Passage shown:
==============================
While law dictates that commercial contracts in violation of “public order and good morals” are invalid, the determination of violations leading to contract invalidity is a frequent point of contention
In the context of encouraging civil and commercial trials to support regulators in performing their duties, the Minutes of the National Courts of Civil and Commercial Trial Work expressly list regulations related to “public order and good morals such as financial security, market order and national macro policies” as the basis for judging the validity of contracts. The Civil Code also clearly stipulates that “civil legal acts violating public order and good morals are invalid”.
In current judicial practice, it has become a common disputed point, whether a commercial contract violating regulations or the normative documents constitutes a violation of public order and good morals, which leads to the invalidity of the contract. In this regard, it is necessary for commercial litigation lawyers to consider relevant coping strategies in advance.
==============================
Exercise: From the passage on contract invalidity, list each area that the Minutes of the National Courts of Civil and Commercial Trial Work give as an example of "public order and good morals."
==============================
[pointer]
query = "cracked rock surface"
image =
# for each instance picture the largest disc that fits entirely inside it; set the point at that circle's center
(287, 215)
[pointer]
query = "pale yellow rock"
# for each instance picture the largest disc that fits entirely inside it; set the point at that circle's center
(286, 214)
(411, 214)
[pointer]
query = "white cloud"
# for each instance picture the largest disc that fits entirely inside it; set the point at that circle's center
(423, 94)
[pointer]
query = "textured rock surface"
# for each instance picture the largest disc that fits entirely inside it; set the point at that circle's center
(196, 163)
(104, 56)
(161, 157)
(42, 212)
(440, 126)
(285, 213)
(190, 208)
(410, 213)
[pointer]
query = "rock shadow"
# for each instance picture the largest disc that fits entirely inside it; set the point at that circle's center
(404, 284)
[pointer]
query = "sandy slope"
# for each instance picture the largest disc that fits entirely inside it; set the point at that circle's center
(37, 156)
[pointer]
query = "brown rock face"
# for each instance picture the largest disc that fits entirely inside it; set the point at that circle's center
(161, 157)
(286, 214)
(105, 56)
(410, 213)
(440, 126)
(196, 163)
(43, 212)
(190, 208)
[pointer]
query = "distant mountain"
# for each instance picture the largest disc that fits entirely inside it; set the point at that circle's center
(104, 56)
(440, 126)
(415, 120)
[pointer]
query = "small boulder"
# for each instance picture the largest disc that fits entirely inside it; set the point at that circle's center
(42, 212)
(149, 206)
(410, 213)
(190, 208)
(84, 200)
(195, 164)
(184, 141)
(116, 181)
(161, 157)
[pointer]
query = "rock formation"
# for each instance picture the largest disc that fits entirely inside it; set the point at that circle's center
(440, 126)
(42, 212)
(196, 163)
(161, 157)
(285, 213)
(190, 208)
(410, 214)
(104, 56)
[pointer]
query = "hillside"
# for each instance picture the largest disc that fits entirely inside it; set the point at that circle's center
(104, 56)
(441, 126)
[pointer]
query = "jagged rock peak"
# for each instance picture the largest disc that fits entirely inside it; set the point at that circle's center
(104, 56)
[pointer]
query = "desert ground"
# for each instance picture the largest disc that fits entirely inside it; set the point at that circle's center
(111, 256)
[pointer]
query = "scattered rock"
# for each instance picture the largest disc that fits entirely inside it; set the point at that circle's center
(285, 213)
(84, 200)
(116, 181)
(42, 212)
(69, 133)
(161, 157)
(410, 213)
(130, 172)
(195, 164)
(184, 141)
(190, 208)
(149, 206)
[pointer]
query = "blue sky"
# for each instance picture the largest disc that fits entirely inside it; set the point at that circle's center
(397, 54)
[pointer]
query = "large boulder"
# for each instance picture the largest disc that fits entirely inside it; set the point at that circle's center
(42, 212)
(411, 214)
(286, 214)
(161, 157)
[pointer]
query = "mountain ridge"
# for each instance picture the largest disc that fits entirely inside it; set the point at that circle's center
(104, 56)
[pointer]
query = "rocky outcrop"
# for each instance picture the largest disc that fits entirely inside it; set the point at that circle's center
==============================
The response:
- Financial security
- Market order
- National macro policies